You are viewing documentation for Kubernetes version: v1.24

Kubernetes v1.24 documentation is no longer actively maintained. The version you are currently viewing is a static snapshot. For up-to-date information, see the latest version.

Using Finalizers to Control Deletion

Authors: Aaron Alpar (Kasten)

Deleting objects in Kubernetes can be challenging. You may think you’ve deleted something, only to find it still persists. While issuing a kubectl delete command and hoping for the best might work for day-to-day operations, understanding how Kubernetes delete commands operate will help you understand why some objects linger after deletion.

In this post, I’ll look at:

  • What properties of a resource govern deletion
  • How finalizers and owner references impact object deletion
  • How the propagation policy can be used to change the order of deletions
  • How deletion works, with examples

For simplicity, all examples will use ConfigMaps and basic shell commands to demonstrate the process. We’ll explore how the commands work and discuss repercussions and results from using them in practice.

The basic delete

Kubernetes has several different commands you can use that allow you to create, read, update, and delete objects. For the purpose of this blog post, we’ll focus on four kubectl commands: create, get, patch, and delete.

Here are examples of the basic kubectl delete command:

kubectl create configmap mymap
configmap/mymap created
kubectl get configmap/mymap
NAME    DATA   AGE
mymap   0      12s
kubectl delete configmap/mymap
configmap "mymap" deleted
kubectl get configmap/mymap
Error from server (NotFound): configmaps "mymap" not found

Shell commands preceded by $ are followed by their output. You can see that we begin with a kubectl create configmap mymap, which will create the empty configmap mymap. Next, we need to get the configmap to prove it exists. We can then delete that configmap. Attempting to get it again produces an HTTP 404 error, which means the configmap is not found.

The state diagram for the basic delete command is very simple:

State diagram for delete

State diagram for delete

Although this operation is straightforward, other factors may interfere with the deletion, including finalizers and owner references.

Understanding Finalizers

When it comes to understanding resource deletion in Kubernetes, knowledge of how finalizers work is helpful and can help you understand why some objects don’t get deleted.

++++

[Tasks and exercises]:
- a) In the Kubernetes deletion post's basic delete example, why is the configmap fetched with kubectl get right after it is created?
- b) Count the lines in the records that contain the string "blurred". Case counts. Give only the number.

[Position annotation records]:
++++

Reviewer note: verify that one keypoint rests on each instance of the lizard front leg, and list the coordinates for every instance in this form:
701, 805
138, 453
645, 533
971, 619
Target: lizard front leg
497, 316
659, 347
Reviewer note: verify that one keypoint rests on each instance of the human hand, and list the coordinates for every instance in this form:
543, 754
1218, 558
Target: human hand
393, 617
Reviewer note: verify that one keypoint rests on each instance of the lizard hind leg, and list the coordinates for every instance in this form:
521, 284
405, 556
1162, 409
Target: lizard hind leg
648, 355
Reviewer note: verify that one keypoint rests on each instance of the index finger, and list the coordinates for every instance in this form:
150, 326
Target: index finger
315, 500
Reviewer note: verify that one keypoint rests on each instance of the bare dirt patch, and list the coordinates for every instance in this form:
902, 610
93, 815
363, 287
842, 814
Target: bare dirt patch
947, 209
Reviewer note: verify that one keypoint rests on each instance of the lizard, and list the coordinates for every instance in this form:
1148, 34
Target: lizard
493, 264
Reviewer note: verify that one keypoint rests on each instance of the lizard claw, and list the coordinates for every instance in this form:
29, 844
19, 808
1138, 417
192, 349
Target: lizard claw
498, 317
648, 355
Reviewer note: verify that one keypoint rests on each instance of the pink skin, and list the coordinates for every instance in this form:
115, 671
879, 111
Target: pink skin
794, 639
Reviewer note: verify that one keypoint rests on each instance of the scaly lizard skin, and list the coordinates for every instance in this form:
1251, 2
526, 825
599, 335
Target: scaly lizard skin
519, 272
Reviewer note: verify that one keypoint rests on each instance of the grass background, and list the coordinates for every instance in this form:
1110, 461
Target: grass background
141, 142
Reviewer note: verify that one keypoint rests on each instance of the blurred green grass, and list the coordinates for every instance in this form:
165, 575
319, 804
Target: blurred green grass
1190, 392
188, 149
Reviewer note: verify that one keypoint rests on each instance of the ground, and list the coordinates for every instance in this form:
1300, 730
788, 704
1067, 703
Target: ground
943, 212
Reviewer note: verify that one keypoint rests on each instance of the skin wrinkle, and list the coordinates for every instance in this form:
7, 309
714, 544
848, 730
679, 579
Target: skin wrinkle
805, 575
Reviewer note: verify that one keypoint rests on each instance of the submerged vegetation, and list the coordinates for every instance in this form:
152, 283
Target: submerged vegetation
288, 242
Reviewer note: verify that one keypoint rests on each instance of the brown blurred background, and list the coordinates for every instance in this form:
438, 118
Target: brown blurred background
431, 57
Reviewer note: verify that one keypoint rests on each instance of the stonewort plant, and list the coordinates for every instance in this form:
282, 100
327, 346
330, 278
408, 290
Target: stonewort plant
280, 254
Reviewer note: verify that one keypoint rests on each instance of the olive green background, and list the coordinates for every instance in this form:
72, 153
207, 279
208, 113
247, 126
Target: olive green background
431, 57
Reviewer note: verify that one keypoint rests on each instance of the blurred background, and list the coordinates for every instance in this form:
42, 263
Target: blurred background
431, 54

++++

[Answers below]:
- a) It is fetched to prove that the configmap exists before it is deleted.

- b) 6